Feds Fine School $15,000 for Selling Soda

A Utah high school has been fined $15,000 by the federal government for inadvertently leaving a soda vending machine running during its lunch period.

Davis High School in Kaysville, Utah, uses the money it makes from sales of soda and snacks in vending machines to help fund arts programs. Knowing that federal law prohibits the sale of soda and certain other sugary foods to students during the lunch period, the school had always shut down its machines at that time.

Unfortunately, school officials overlooked the soda machine in the school bookstore. When the feds caught the school in the dastardly act of making carbonated beverages available to students at midday, they forced the school to pay back its entire federal school lunch subsidy of $15,000.

It will take all of this year’s revenue from the vending machines — and then some — to pay that fine. That money will, therefore, no longer be available for music, school plays, and other programs. But the folks inside the Beltway will be able to pat themselves on the back for having “done something” to prevent childhood obesity.

### What needs to be done
How might the piece on the Utah high school fined $15,000 for selling soda go on? Continue it from its final sentence.

### Dataset extract
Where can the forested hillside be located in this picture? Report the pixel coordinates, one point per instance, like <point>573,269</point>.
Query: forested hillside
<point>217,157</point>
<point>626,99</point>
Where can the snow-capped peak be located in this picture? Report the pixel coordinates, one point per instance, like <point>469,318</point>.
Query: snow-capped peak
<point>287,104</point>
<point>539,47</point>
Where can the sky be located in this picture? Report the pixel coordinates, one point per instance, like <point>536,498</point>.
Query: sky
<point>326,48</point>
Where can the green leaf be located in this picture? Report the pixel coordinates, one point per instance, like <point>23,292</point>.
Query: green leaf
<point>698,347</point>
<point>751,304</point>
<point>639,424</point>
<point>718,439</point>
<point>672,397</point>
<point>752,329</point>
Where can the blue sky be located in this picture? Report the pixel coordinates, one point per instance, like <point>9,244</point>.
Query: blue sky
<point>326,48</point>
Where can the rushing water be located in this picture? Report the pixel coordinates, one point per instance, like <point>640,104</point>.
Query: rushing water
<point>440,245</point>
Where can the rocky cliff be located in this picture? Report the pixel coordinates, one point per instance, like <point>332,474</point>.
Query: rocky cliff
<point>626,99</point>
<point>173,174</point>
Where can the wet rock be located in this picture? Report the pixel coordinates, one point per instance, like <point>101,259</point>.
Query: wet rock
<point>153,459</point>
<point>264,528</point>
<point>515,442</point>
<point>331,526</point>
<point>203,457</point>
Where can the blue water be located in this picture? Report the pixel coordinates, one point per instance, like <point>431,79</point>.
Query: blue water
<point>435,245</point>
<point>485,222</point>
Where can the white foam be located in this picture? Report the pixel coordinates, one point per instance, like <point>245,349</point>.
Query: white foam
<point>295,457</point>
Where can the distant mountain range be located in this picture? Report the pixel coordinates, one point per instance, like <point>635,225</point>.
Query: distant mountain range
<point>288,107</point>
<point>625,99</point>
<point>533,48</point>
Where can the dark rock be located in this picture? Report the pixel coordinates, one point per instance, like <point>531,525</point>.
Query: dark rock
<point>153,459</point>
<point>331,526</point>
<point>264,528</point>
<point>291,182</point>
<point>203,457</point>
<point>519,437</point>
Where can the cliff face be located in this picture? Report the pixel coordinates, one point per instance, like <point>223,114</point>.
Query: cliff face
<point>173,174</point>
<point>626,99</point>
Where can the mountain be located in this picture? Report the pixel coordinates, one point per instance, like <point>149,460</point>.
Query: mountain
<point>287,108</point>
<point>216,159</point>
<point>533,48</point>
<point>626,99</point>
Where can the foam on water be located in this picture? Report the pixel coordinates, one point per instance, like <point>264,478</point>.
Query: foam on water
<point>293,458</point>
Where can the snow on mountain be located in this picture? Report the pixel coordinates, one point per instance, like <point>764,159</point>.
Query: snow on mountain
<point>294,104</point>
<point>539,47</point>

### Expected answer
The only problem is that the students are unlikely to do without their sweets just because they can’t get them at school. As Davis High principal Dee Burton told Salt Lake City’s KUTV, “The misconception is if we don’t let kids buy candy and pop, we drive them to the cafeteria. It doesn’t drive them to the cafeteria; it drives them off campus” to the corner gas station or nearby grocery store, where they can get what they want at lower prices and at no benefit to the school.

While the ban on soda sales during lunch is clear, the rest of the law is, as Burton put it, “vague and open to interpretation.” He noted that “you can buy before lunch starts a carbonated beverage, buy school lunch, sit down in the cafeteria, eat the school lunch and not be in violation.” You just can’t buy the beverage on school grounds during the lunch period. In addition, sports drinks such as Gatorade (14 grams of sugar per serving) may be sold during lunch.

Also, some sugar-laden foods are permitted to be sold, but others are not; and the grounds for determining which ones pass muster are rather arbitrary and probably the result of political lobbying more than nutritional science. “You can sell Snickers and Milky Way bars because they have nuts and they’re nutritious,” Burton explained. “You can’t sell licorice, but you can sell ice cream.”

To be safe, however, Burton has unplugged all his school’s vending machines and will keep them out of service “until [school officials] can figure out how to get them all into a room with a door that can be shut and locked during the lunch hour,” according to KSTU-FOX 13.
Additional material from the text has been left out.